## Tasks for this exercise:
1. Answer these from the coaching post:
(a) Which new year does the writer greet readers with?
(b) Where did the writer's dad end up living after downsizing from his home?
(c) How many young adults is the writer the mom of?
2. Extend the post about coaching with a few more paragraphs that pick up right after its final sentence.

## Selected extract:
==========

That's what coaching feels like to me. The opportunity to dig in and explore the areas of our mind that we don't pay much attention to. The place where all of our hopes and dreams and hurts and habits hideout. When you work with a coach, it feels like having a guide that walks beside you as you explore your inner thinking. Always encouraging you to look a little deeper, always asking questions out of curiosity. 

Happy 2018!!

I hope this message finds you motivated and ready to move into the new year in a new and better way. Growth is the name of the game. It's the guaranteed way to ensure that you are living your best life possible.

2017 was incredible for me. I worked with some truly amazing people as a coach and enjoyed seeing the huge results and wins that came out of that!

Coaching has the ability to do so much for us. For me personally, it helped to shape who I am today. 

It's helped me to: 

  • understand and see when I was ready to leave a job that was no longer serving me

  • move through the process of helping my dad downsize from a home, 60+ years worth of stuff and onto a boat (after 6 months of living with my husband and I.)

  • deal with the anxiety that I sometimes experience being the mom of two young adults, who now get to make their own decisions (I had no idea how much I liked to be in control!)

  • believe in myself enough to land a p/t job with one of my favorite podcasters! (I love a good side hustle)

In addition, I watched as coaching transformed the lives of my clients. I witnessed people transform into braver, newer versions of themselves.

==========

## Data records:
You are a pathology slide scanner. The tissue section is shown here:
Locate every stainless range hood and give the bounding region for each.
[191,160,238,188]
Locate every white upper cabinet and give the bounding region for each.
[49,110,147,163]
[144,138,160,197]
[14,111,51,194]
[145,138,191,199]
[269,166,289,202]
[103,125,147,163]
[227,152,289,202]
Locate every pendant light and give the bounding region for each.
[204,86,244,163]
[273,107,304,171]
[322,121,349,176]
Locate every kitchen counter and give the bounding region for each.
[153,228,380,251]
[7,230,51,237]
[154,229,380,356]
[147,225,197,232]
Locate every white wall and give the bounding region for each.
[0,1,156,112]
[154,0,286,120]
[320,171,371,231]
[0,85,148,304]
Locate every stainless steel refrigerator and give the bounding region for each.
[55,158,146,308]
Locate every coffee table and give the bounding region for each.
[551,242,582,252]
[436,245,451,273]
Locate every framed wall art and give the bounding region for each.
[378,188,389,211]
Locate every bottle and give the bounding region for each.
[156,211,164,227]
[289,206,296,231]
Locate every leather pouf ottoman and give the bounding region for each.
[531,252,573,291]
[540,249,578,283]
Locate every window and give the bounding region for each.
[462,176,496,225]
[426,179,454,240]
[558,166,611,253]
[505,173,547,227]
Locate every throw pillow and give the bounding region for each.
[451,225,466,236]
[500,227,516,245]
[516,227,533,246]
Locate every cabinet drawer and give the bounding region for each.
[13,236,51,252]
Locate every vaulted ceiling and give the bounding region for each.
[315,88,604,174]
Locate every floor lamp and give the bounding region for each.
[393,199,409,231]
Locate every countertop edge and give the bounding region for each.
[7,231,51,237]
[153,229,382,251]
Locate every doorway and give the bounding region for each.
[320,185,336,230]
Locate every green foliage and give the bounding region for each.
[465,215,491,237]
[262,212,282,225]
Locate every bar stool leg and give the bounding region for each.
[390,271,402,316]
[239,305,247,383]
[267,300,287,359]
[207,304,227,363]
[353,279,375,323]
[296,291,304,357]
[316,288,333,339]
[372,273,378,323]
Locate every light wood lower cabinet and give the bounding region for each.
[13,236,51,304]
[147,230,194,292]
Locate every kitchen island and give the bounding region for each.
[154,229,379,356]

==========

## Answers to each task:
1.
(a) 2018
(b) On a boat
(c) Two

2.
In some of their words they:

...took an hour of coaching and translated it directly into picking up a brand new client the very same day! Where I had been feeling stuck, coaching helped by allowing me to verbally process, get out of my head and ask for the sale. It reminded me of my value, which increased my confidence in that moment.
Coaching helped me to better understand what Shaun refers to as ADHD Tendencies, revealing traits that I had experienced my entire life, but never fully understood. Shaun related to me in a way that only someone who has experienced some of the very same things could. Always encouraging, never judging.
My weekly sessions were instrumental in my accomplishment of so many of my goals this past year! I surprised myself with all that I had done by year-end.

If you have been considering coaching I want to invite you to schedule a free 15-minute consultation with me. 

Let me ask you, What would you most like to accomplish this year? What has always been a dream of yours that you'd like to make happen? What has held you back in the past? What have you tolerated for far too long? What is missing from your life? If you could improve one area of your life what would it be?

Coaching can help. I have proof. I've seen it work. I would love to talk to you.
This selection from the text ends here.